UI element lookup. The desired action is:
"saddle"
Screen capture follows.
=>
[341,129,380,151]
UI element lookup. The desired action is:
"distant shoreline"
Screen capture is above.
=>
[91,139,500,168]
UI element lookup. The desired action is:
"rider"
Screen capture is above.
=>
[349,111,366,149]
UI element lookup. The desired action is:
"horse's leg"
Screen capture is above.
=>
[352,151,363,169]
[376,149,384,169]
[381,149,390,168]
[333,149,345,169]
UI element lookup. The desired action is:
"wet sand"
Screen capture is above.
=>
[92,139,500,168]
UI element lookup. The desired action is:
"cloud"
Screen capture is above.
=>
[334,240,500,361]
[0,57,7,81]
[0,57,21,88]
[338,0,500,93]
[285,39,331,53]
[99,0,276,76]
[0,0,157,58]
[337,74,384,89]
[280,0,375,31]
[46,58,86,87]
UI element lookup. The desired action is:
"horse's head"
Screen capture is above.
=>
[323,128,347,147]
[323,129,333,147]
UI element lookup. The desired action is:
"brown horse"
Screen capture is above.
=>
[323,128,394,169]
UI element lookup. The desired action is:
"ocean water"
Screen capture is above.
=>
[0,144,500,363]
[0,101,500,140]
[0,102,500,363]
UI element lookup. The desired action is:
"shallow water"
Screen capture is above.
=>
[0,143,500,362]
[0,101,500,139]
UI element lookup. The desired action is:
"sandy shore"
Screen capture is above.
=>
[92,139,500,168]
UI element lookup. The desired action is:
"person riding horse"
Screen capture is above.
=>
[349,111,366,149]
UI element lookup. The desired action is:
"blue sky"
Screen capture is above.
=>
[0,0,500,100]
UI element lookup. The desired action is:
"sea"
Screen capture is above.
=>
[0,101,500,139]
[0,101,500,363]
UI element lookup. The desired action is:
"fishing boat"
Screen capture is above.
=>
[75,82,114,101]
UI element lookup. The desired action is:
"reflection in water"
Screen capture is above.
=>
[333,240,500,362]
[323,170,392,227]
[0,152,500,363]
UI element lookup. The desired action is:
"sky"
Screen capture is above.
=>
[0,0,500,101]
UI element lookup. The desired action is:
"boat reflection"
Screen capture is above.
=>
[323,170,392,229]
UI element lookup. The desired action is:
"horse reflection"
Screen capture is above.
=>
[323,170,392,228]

━━━━━━━━━━━━━━━━

Copy the records from the very first line through the line that contains "[323,170,392,229]", including both of those lines. Keep every line as it stands, except shift each box coordinate in the answers by -44.

UI element lookup. The desired action is:
"saddle"
Screen capture follows.
=>
[297,85,336,107]
UI element lookup. The desired action is:
"distant shoreline"
Screen capture is above.
=>
[47,95,456,124]
UI element lookup. The desired action is:
"rider"
Screen capture is above.
=>
[305,67,322,105]
UI element lookup. The desired action is:
"horse's leg"
Screen capture is above.
=>
[308,107,319,125]
[332,105,340,125]
[337,105,346,124]
[289,105,301,125]
UI element lookup. The desired action is:
"wet sand"
Screen capture is above.
=>
[48,95,456,124]
UI element lookup. The desired action is:
"cloud"
Screen capture is above.
=>
[290,196,456,317]
[-44,13,-37,37]
[-44,13,-23,44]
[294,-44,456,49]
[241,-5,287,9]
[55,-44,232,32]
[-44,-44,113,14]
[293,30,340,45]
[236,-44,331,-13]
[2,14,42,43]
UI element lookup. The desired action is:
"horse's head"
Screen capture is above.
=>
[279,84,303,103]
[279,85,289,103]
UI element lookup. The desired action is:
"brown horse"
Screen capture is above.
=>
[279,84,350,125]
UI element lookup. The desired action is:
"ocean water"
Screen capture is above.
=>
[-44,100,456,319]
[-44,57,456,96]
[-44,58,456,319]
UI element lookup. The desired action is:
"shallow water"
Screen capture is above.
=>
[-44,99,456,318]
[-44,57,456,95]
UI element lookup. The desired action is:
"sandy shore"
Screen capture is above.
=>
[48,95,456,124]
UI element lookup. The desired action is:
"person riding horse"
Screen capture is above.
=>
[305,67,322,105]
UI element lookup. The desired action is:
"blue sky"
Screen capture is above.
=>
[-44,-44,456,56]
UI element lookup. The desired action is:
"sea"
Screen capture is above.
=>
[-44,57,456,95]
[-44,57,456,319]
UI element lookup. The desired action is:
"fishing boat"
Screen capture is above.
=>
[31,38,70,57]
UI element lookup. The desired action is:
"reflection in water"
Screen capture is above.
=>
[289,196,456,318]
[279,126,348,183]
[-44,108,456,319]
UI element lookup. The desired action is:
"sky"
Screen capture is above.
=>
[-44,-44,456,57]
UI element lookup. The desired action is:
"boat reflection"
Screen capture is above.
=>
[279,126,348,185]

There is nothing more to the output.